======== Texte fourni ========

On parle souvent, au sujet des terroristes islamiques, de « nihilisme du croyant ». Bien souvent, ceux qui commettent des attentats suicides ne le font guère pour des raisons théologiques ; ils sont la plupart du temps jeunes, parfois convertis, en quête d’appartenance. Et si finalement ce nihilisme était davantage une question de génération que de religion ?

Comment une religion pourrait-elle être nihiliste ? Si l’on se limite aux grandes religions monothéistes, toutes offrent au contraire un excès de sens, des valeurs supérieures et le réel d’un salut qui donne rétroactivement du sens à la vie, qui sacralise la vie et qui donc interdit le suicide ; mourir pour une cause peut-être, mais être dégoûté du monde que Dieu a créé, c’est autre chose. Doute et angoisse ne sont pas du nihilisme. Annihiler les idoles, voire les païens eux-mêmes, n’est pas en soi du nihilisme : cela peut relever d’un optimisme messianique que l’on retrouve aussi dans le fantasme communiste de la table rase et de l’éradication des ennemis de classe. Le nihilisme, c’est quand l’acte de destruction n’est porteur que de lui-même.

L’attentat suicide

Peut-il alors y avoir un nihilisme du croyant ? Le mot a souvent été appliqué aux « terroristes islamiques » qui se font sauter avec leur cible. Partons donc de là.

======== Données fournies ========

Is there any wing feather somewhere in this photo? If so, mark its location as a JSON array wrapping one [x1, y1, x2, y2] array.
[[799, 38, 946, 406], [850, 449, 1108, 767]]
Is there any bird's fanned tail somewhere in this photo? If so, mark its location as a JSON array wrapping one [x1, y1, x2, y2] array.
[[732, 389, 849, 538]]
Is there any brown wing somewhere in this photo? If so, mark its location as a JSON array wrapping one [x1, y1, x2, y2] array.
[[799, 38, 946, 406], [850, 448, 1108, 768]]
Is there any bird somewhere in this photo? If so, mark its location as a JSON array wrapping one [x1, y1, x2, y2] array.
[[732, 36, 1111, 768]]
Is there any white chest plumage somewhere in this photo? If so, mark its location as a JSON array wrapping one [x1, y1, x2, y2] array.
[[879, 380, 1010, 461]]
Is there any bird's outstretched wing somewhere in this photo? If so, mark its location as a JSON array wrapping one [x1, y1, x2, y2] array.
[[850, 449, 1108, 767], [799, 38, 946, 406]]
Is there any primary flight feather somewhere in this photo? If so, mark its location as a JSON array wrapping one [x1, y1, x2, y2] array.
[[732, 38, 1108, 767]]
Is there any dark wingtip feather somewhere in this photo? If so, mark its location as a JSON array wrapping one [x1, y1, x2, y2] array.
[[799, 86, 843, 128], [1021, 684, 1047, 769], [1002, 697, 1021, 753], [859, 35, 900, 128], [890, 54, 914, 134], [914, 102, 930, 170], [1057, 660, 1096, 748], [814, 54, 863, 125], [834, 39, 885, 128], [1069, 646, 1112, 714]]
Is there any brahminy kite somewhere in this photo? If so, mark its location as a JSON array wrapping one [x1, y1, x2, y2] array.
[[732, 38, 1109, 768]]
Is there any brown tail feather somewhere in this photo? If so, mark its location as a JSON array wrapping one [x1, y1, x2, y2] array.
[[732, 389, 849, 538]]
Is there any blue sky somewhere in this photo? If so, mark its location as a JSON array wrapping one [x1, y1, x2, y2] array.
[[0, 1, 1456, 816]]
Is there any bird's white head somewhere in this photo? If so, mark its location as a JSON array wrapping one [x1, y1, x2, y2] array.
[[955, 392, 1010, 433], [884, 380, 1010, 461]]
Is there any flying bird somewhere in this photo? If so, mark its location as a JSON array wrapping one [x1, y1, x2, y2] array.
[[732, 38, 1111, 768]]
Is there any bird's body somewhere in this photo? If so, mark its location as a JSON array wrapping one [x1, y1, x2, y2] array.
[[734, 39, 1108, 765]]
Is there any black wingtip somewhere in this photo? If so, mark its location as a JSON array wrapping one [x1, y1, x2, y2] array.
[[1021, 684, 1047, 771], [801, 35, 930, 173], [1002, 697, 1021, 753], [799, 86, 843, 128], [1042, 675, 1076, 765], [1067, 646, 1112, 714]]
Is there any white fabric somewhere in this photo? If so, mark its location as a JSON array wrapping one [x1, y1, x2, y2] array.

========

> [Tâches à réaliser]:
1/ Dans les enregistrements, recopiez sans rien changer les lignes qui vont de celle contenant "Is there any white chest" jusqu'à celle contenant "[[732, 38, 1108, 767]]", cette dernière comprise.
2/ Prolongez le texte sur le nihilisme du croyant à partir de sa dernière phrase.

> [Réponses par tâche]:
1/
Is there any white chest plumage somewhere in this photo? If so, mark its location as a JSON array wrapping one [x1, y1, x2, y2] array.
[[879, 380, 1010, 461]]
Is there any bird's outstretched wing somewhere in this photo? If so, mark its location as a JSON array wrapping one [x1, y1, x2, y2] array.
[[850, 449, 1108, 767], [799, 38, 946, 406]]
Is there any primary flight feather somewhere in this photo? If so, mark its location as a JSON array wrapping one [x1, y1, x2, y2] array.
[[732, 38, 1108, 767]]

2/
L’attentat suicide est un phénomène récent, « mis au point » par les Tigres tamouls, repris par le Hezbollah, puis par la mouvance Al-Qaida, ainsi que par des Palestiniens. Mais il y a bien ici deux types différents d’action terroriste par rapport à la cause défendue. Pour les attentats suicides perpétrés dans une perspective nationaliste (Tigres tamouls, Palestiniens), l’auteur est en général bien intégré et surtout la famille comprend et sanctionne l’acte : on attend d’ailleurs un gain militaire ou politique direct de l’attentat (affaiblir l’armée ennemie, décourager une occupation), gain compris comme tel et approuvé par les proches. Mais le passage à l’acte du terroriste d’Al-Qaida surprend et déstabilise ses proches. Le gain n’est pas rationnel en termes géostratégiques (qu’a rapporté le 11 septembre ?) ; le désir de mort est explicite et va au-delà du simple sacrifice. Ce n’est pas propre à Al-Qaida : Farhad Khosrokhavar a étudié le nihilisme du martyr chiite iranien1 qui cherche la mort sur le front irakien au cours de la décennie 1980, non pas tant pour gagner la guerre ou le paradis que pour quitter un monde qui ne l’intéresse plus, parce que la pureté entrevue lors de la révolution s’est évanouie sous la corruption et les jeux de pouvoir. La vie avait cessé de « valoir ».

Il serait naïf de lier l’attentat suicide à la seule certitude du paradis imminent. Cela demande d’abord beaucoup d’assurance : comment enfreindre un interdit sur le suicide qui pourrait justement compromettre la promesse de salut ? Chez les sunnites, la légitimité religieuse des maîtres d’Al-Qaida est faible : comment leur seule autorité religieuse pourrait-elle garantir la validité de l’acte ? D’ailleurs, ils s’embarrassent assez peu de faire des fatwas assurant le terroriste de son salut. Il suffit aussi de lire le testament de Mohammed Atta (où il refuse qu’une femme touche son corps) pour comprendre que ce n’est pas l’attrait des houris qui le motive. En fait, tout se passe comme si le candidat ne s’intéressait pas vraiment à la dimension théologique : il affirme sa certitude d’aller au paradis mais se garde d’évoquer les détails.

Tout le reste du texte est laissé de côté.